**EXERCISE DETAILS:** In the article about The Local Train below, who plays bass guitar in the band?

**PROVIDED TEXT:**
┌────────

‘H’indie rock: gear up for The Local Train's performance in Hyderabad

We chat with this popular Delhi-based indie rock band before the release of their second album, Vaaqif
‘H’indie rock: gear up for The Local Train's performance in Hyderabad

In an industry where Hindi music is largely associated with films, The Local Train is definitely a welcoming change. Formed in 2009, this four-piece band rose to fame for their new age original music and their relentless energy to perform at venues across the country. Since its inception, it has garnered more than 2,50,000 views and about 60,000 YouTube subscribers. The Delhi-based rock band that consists of Raman Negi (lead vocalist on the acoustic guitar), Sahil Sarin (drummer), Paras Thakur (lead guitarist) and Ramit Mehra (bass guitar), is now on a promotional tour to introduce their audience to their second album, Vaaqif. Before their performance in the city this Friday, the band speaks to us about their album, the Indie music scene and much more. 


Tell us about your upcoming album that is releasing in the coming months. 
Well, for Vaaqif (watchful), we’ve branched out from our first album. If you listen to it, you’ll know we’ve experimented this time. However, there is no set theme as such. The songs are all influenced by our childhood and other phases of life. We’ve already released Khudi (self-actualisation), which is about finding your true calling. We’ll also release another single early next month. I would say, it’s slightly like the world music in 2000s. We realised that after we composed our songs (laughs).

└────────

**RECORD SET:**

┌────────

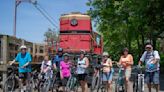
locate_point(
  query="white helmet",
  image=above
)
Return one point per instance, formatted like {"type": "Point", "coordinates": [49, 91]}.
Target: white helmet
{"type": "Point", "coordinates": [105, 54]}
{"type": "Point", "coordinates": [23, 47]}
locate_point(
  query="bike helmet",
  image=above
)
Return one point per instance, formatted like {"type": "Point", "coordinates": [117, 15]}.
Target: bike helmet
{"type": "Point", "coordinates": [105, 54]}
{"type": "Point", "coordinates": [66, 54]}
{"type": "Point", "coordinates": [60, 49]}
{"type": "Point", "coordinates": [23, 47]}
{"type": "Point", "coordinates": [82, 52]}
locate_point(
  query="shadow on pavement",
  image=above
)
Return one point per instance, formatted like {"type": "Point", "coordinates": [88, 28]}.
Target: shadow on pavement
{"type": "Point", "coordinates": [162, 82]}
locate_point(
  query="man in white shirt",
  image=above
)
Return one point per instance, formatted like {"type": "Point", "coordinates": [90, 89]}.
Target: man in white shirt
{"type": "Point", "coordinates": [151, 59]}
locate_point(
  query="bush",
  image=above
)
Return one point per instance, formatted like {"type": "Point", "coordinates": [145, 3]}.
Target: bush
{"type": "Point", "coordinates": [162, 63]}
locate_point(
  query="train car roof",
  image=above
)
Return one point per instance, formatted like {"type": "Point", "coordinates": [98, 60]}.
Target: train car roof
{"type": "Point", "coordinates": [75, 15]}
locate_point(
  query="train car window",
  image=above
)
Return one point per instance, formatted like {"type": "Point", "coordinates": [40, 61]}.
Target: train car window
{"type": "Point", "coordinates": [98, 40]}
{"type": "Point", "coordinates": [74, 31]}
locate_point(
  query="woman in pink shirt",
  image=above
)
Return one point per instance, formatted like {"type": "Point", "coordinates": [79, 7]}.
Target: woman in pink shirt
{"type": "Point", "coordinates": [65, 70]}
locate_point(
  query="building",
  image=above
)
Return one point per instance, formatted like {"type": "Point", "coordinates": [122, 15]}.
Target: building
{"type": "Point", "coordinates": [9, 47]}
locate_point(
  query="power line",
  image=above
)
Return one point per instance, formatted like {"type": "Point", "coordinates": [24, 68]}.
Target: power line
{"type": "Point", "coordinates": [45, 14]}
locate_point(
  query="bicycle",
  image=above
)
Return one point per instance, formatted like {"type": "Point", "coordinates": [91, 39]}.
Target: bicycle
{"type": "Point", "coordinates": [138, 85]}
{"type": "Point", "coordinates": [72, 83]}
{"type": "Point", "coordinates": [55, 82]}
{"type": "Point", "coordinates": [98, 84]}
{"type": "Point", "coordinates": [120, 81]}
{"type": "Point", "coordinates": [96, 79]}
{"type": "Point", "coordinates": [45, 82]}
{"type": "Point", "coordinates": [10, 83]}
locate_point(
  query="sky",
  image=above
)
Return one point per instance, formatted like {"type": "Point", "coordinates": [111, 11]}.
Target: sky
{"type": "Point", "coordinates": [31, 25]}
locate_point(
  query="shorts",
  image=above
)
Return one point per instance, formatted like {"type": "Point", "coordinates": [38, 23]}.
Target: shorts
{"type": "Point", "coordinates": [152, 77]}
{"type": "Point", "coordinates": [24, 76]}
{"type": "Point", "coordinates": [64, 81]}
{"type": "Point", "coordinates": [82, 77]}
{"type": "Point", "coordinates": [107, 76]}
{"type": "Point", "coordinates": [128, 73]}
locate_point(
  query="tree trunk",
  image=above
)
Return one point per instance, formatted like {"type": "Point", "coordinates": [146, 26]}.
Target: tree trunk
{"type": "Point", "coordinates": [154, 39]}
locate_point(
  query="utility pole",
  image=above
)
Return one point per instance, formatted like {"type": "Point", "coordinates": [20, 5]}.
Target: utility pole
{"type": "Point", "coordinates": [15, 17]}
{"type": "Point", "coordinates": [17, 2]}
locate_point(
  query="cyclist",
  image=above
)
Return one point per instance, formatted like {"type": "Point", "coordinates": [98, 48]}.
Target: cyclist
{"type": "Point", "coordinates": [151, 59]}
{"type": "Point", "coordinates": [65, 70]}
{"type": "Point", "coordinates": [58, 58]}
{"type": "Point", "coordinates": [46, 66]}
{"type": "Point", "coordinates": [24, 59]}
{"type": "Point", "coordinates": [126, 61]}
{"type": "Point", "coordinates": [56, 64]}
{"type": "Point", "coordinates": [107, 71]}
{"type": "Point", "coordinates": [82, 66]}
{"type": "Point", "coordinates": [96, 64]}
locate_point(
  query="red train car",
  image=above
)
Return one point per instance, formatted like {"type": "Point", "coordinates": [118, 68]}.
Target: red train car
{"type": "Point", "coordinates": [76, 34]}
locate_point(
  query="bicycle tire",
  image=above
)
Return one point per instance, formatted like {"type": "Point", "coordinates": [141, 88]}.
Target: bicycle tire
{"type": "Point", "coordinates": [7, 83]}
{"type": "Point", "coordinates": [135, 86]}
{"type": "Point", "coordinates": [140, 85]}
{"type": "Point", "coordinates": [95, 83]}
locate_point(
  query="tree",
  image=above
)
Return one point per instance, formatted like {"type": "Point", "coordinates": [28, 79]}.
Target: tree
{"type": "Point", "coordinates": [128, 23]}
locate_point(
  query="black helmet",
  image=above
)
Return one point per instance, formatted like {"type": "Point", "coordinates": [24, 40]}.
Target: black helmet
{"type": "Point", "coordinates": [82, 52]}
{"type": "Point", "coordinates": [66, 54]}
{"type": "Point", "coordinates": [60, 49]}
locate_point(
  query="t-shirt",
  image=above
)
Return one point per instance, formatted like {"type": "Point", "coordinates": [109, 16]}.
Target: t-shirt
{"type": "Point", "coordinates": [107, 65]}
{"type": "Point", "coordinates": [80, 66]}
{"type": "Point", "coordinates": [22, 59]}
{"type": "Point", "coordinates": [128, 58]}
{"type": "Point", "coordinates": [57, 60]}
{"type": "Point", "coordinates": [148, 57]}
{"type": "Point", "coordinates": [46, 64]}
{"type": "Point", "coordinates": [65, 69]}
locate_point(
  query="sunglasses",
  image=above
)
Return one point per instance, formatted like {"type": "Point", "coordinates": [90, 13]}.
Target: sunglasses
{"type": "Point", "coordinates": [105, 56]}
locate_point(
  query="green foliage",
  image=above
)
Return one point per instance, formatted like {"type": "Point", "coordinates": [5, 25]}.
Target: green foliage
{"type": "Point", "coordinates": [128, 23]}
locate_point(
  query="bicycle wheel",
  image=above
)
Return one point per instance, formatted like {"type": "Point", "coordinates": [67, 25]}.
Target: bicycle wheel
{"type": "Point", "coordinates": [40, 87]}
{"type": "Point", "coordinates": [9, 85]}
{"type": "Point", "coordinates": [135, 86]}
{"type": "Point", "coordinates": [30, 86]}
{"type": "Point", "coordinates": [102, 88]}
{"type": "Point", "coordinates": [95, 83]}
{"type": "Point", "coordinates": [140, 85]}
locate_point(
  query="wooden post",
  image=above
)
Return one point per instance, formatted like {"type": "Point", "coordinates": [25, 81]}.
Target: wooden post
{"type": "Point", "coordinates": [4, 57]}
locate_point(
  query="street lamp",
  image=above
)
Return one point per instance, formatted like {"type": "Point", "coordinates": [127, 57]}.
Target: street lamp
{"type": "Point", "coordinates": [17, 2]}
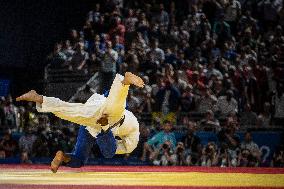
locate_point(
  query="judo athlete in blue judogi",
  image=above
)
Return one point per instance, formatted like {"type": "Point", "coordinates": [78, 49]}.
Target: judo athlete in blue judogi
{"type": "Point", "coordinates": [105, 121]}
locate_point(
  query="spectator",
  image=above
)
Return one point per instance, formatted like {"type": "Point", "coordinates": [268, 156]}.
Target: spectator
{"type": "Point", "coordinates": [210, 123]}
{"type": "Point", "coordinates": [248, 118]}
{"type": "Point", "coordinates": [94, 15]}
{"type": "Point", "coordinates": [68, 51]}
{"type": "Point", "coordinates": [230, 141]}
{"type": "Point", "coordinates": [278, 103]}
{"type": "Point", "coordinates": [192, 145]}
{"type": "Point", "coordinates": [206, 101]}
{"type": "Point", "coordinates": [278, 158]}
{"type": "Point", "coordinates": [26, 143]}
{"type": "Point", "coordinates": [108, 67]}
{"type": "Point", "coordinates": [58, 58]}
{"type": "Point", "coordinates": [180, 157]}
{"type": "Point", "coordinates": [264, 118]}
{"type": "Point", "coordinates": [11, 111]}
{"type": "Point", "coordinates": [8, 146]}
{"type": "Point", "coordinates": [227, 104]}
{"type": "Point", "coordinates": [232, 13]}
{"type": "Point", "coordinates": [250, 153]}
{"type": "Point", "coordinates": [79, 57]}
{"type": "Point", "coordinates": [209, 155]}
{"type": "Point", "coordinates": [118, 29]}
{"type": "Point", "coordinates": [157, 53]}
{"type": "Point", "coordinates": [167, 98]}
{"type": "Point", "coordinates": [164, 140]}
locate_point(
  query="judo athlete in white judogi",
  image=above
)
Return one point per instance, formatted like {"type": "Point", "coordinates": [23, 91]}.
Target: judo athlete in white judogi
{"type": "Point", "coordinates": [106, 121]}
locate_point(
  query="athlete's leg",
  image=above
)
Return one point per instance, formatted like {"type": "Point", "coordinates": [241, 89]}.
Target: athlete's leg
{"type": "Point", "coordinates": [74, 112]}
{"type": "Point", "coordinates": [80, 153]}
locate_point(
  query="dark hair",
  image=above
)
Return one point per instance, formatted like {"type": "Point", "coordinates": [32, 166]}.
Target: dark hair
{"type": "Point", "coordinates": [167, 122]}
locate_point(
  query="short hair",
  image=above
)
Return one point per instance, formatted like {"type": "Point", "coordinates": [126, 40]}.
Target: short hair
{"type": "Point", "coordinates": [167, 122]}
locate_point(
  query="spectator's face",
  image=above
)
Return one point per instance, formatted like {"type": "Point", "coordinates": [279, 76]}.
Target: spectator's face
{"type": "Point", "coordinates": [7, 137]}
{"type": "Point", "coordinates": [98, 7]}
{"type": "Point", "coordinates": [109, 45]}
{"type": "Point", "coordinates": [167, 127]}
{"type": "Point", "coordinates": [248, 137]}
{"type": "Point", "coordinates": [116, 39]}
{"type": "Point", "coordinates": [130, 12]}
{"type": "Point", "coordinates": [74, 34]}
{"type": "Point", "coordinates": [161, 7]}
{"type": "Point", "coordinates": [247, 108]}
{"type": "Point", "coordinates": [190, 128]}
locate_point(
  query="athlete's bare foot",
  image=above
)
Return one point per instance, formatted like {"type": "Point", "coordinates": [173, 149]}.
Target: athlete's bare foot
{"type": "Point", "coordinates": [31, 96]}
{"type": "Point", "coordinates": [130, 78]}
{"type": "Point", "coordinates": [103, 120]}
{"type": "Point", "coordinates": [58, 159]}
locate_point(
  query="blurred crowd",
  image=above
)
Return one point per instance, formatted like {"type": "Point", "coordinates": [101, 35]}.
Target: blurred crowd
{"type": "Point", "coordinates": [211, 65]}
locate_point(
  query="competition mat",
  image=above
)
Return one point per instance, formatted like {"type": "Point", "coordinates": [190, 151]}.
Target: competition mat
{"type": "Point", "coordinates": [138, 177]}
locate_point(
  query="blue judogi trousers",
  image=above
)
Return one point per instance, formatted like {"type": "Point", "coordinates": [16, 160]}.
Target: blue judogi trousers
{"type": "Point", "coordinates": [85, 141]}
{"type": "Point", "coordinates": [84, 144]}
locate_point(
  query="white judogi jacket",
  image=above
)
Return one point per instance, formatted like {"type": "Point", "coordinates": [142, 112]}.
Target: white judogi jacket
{"type": "Point", "coordinates": [87, 114]}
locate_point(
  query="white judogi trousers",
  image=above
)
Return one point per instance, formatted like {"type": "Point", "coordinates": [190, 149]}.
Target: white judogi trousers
{"type": "Point", "coordinates": [87, 114]}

└────────

**SOLUTION BELOW:** Ramit Mehra